### [CONSIGNE DONNÉE]
Répondre aux points suivants d'après le bloc de texte :
(a) En quelle langue la femme abordée dans la rue répond-elle ?
(b) De combien d'autres maisons serait-elle propriétaire, d'après ce qu'on dit ?
(c) À quoi s'occupait le vieux domestique au rez-de-chaussée ?

18 juin. — En passant dans la rue avec un de mes amis, nous rencontrons une mulâtresse élégante et même magnifique. Nous l’abordons par curiosité, elle nous répond en français ; elle nous invite sans façon à prendre le café et à venir entendre de la musique chez elle. C’est une danseuse musicienne, type bien caractérisé de la courtisane africaine. Un certain luxe règne chez elle, et elle est propriétaire, dit-on, de deux autres maisons. Un vieux domestique noir, que je soupçonne fort d’être papa à li, faisait chauffer de la soupe au rez-de-chaussée. La dame est très vaniteuse de sa richesse, mais encore plus de sa beauté bizarre. Elle rit comme un vrai nègre, en montrant des dents à n’en pas finir ; elle est fort naïve dans son amour d’elle-même. Il semble qu’il n’y ait qu’elle au monde, tout a été créé pour elle, tout se rapporte à sa personne. Sitôt qu’on ne s’occupe plus d’elle, elle tombe dans la tristesse et s’endort. Elle imite le chant et les danses françaises d’une façon hétéroclite et veut de grands complimens. Bonne créature, moitié enfant, moitié singe.

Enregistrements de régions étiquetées

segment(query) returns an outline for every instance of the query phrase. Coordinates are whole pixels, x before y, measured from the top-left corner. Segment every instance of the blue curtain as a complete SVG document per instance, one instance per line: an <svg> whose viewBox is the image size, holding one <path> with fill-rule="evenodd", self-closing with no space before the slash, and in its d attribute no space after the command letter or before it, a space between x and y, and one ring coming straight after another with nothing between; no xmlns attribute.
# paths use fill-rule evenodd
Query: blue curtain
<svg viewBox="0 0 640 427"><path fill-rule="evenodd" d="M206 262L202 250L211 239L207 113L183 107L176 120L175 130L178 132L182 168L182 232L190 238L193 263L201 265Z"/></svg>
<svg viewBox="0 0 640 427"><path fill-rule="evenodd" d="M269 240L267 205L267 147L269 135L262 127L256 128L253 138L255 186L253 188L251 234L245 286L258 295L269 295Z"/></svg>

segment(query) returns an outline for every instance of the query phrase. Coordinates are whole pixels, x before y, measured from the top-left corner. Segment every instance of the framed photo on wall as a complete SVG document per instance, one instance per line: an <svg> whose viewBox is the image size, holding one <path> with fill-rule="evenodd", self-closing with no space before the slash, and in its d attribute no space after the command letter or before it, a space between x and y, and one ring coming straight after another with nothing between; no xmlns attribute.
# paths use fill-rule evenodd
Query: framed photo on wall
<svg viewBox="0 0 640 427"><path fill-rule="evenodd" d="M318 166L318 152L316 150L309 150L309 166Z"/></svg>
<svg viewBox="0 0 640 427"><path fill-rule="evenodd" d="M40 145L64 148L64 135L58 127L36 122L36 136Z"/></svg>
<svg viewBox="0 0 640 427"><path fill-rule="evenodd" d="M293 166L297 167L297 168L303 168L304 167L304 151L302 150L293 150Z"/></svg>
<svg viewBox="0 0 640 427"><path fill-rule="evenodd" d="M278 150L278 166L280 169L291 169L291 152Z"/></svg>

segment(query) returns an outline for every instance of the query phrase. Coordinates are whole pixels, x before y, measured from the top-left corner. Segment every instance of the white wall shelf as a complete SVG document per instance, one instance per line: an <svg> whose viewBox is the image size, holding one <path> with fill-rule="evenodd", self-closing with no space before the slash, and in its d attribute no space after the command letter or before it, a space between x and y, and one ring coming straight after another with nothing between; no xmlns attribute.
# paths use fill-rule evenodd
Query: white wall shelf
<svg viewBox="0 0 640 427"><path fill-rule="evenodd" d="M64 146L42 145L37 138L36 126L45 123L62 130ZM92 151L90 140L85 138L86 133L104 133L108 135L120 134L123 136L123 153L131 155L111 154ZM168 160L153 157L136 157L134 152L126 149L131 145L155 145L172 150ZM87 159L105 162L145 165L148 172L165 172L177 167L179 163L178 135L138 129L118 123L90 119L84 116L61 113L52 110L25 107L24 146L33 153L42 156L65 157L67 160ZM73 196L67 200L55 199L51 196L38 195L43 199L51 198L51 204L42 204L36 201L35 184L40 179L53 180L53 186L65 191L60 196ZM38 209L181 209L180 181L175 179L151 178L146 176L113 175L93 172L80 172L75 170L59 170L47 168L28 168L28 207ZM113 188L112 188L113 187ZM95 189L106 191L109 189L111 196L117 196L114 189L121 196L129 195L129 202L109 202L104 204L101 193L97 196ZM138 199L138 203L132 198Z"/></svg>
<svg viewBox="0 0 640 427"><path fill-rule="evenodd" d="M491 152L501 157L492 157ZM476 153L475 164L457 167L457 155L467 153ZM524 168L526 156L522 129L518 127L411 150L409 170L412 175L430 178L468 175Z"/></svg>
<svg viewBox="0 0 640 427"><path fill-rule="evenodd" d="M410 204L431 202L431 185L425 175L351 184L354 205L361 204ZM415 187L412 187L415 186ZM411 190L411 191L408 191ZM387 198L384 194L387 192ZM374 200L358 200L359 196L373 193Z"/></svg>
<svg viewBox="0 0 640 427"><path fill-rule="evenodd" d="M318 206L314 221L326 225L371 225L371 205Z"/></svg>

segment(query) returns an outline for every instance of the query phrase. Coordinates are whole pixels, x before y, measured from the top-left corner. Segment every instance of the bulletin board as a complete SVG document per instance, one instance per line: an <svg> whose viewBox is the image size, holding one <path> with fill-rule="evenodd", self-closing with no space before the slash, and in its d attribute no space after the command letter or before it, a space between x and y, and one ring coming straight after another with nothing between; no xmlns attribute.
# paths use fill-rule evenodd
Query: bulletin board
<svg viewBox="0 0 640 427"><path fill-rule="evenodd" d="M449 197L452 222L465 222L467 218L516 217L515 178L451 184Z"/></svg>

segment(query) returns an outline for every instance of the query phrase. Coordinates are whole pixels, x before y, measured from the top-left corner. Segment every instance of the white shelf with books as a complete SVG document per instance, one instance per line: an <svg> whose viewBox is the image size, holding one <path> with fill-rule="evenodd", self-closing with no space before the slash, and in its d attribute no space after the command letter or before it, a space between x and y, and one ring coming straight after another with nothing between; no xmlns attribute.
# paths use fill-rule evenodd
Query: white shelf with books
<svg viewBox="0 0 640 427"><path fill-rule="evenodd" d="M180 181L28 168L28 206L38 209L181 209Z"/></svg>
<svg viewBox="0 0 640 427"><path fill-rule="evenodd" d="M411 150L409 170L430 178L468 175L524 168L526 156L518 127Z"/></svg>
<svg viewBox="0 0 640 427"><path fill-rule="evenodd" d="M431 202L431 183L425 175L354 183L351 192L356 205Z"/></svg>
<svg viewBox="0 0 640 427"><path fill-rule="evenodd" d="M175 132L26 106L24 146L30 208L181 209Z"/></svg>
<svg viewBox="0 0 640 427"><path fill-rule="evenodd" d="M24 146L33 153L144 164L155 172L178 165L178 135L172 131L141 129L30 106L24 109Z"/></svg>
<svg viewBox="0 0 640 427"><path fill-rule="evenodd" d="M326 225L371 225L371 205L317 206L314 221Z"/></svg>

---

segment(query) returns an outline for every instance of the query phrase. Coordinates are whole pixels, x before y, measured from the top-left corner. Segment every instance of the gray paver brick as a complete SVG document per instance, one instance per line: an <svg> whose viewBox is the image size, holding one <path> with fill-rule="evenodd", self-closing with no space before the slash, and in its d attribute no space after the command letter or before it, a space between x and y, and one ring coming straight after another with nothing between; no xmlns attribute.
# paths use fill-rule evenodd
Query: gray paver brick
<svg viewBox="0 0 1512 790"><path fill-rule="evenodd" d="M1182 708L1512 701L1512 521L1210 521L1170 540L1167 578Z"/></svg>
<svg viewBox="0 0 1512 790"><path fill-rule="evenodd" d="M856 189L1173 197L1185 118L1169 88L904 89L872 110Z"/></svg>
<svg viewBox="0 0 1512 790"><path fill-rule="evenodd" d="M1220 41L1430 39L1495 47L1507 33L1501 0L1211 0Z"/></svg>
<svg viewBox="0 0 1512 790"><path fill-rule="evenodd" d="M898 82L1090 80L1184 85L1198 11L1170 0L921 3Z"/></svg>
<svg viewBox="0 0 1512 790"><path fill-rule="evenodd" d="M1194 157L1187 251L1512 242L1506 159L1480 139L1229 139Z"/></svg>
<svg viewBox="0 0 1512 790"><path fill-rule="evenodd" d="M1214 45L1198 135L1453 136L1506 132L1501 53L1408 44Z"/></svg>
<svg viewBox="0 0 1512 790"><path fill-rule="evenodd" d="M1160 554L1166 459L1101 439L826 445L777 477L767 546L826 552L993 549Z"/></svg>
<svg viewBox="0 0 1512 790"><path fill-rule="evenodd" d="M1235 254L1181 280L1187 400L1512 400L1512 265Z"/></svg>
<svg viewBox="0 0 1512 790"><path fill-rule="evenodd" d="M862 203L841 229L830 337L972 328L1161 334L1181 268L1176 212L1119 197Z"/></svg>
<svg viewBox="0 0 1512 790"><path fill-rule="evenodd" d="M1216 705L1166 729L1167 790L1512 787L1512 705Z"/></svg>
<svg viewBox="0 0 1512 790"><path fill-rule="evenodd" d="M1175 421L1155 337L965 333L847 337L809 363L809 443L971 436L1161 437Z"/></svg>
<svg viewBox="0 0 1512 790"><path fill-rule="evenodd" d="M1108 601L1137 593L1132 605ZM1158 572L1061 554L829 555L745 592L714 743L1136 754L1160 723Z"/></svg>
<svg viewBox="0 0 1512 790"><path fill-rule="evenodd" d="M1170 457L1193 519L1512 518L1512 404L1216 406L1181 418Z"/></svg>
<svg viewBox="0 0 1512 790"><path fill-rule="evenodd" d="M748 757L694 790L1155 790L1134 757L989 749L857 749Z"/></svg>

### [SOLUTION]
(a) En français.
(b) De deux autres maisons.
(c) Il faisait chauffer de la soupe.